→ INFORMATION SUPPLIED:
════

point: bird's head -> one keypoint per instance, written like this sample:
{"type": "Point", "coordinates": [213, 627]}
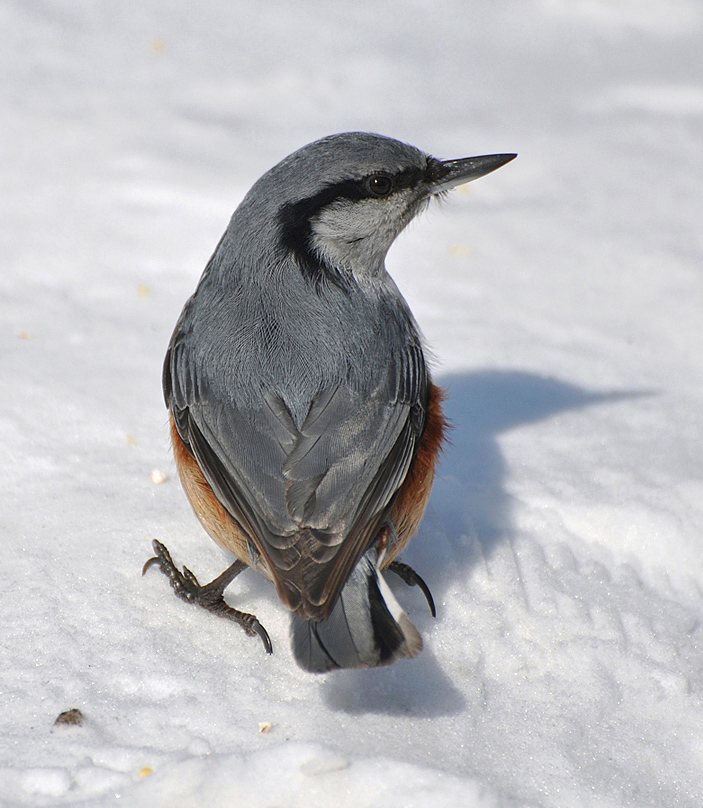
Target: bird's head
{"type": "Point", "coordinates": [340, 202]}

════

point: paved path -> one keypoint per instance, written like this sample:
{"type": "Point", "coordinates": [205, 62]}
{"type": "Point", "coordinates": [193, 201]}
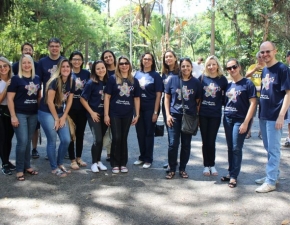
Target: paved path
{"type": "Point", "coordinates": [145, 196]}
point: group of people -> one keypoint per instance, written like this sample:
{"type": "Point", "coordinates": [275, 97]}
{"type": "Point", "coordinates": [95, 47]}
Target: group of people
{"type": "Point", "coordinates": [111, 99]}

════

→ WRITTEN PROBLEM: Report every line of the records above that contains the string "coordinates", with matching case-sensitive.

→ THE SOLUTION:
{"type": "Point", "coordinates": [213, 627]}
{"type": "Point", "coordinates": [340, 202]}
{"type": "Point", "coordinates": [205, 62]}
{"type": "Point", "coordinates": [193, 201]}
{"type": "Point", "coordinates": [145, 196]}
{"type": "Point", "coordinates": [275, 97]}
{"type": "Point", "coordinates": [95, 47]}
{"type": "Point", "coordinates": [111, 99]}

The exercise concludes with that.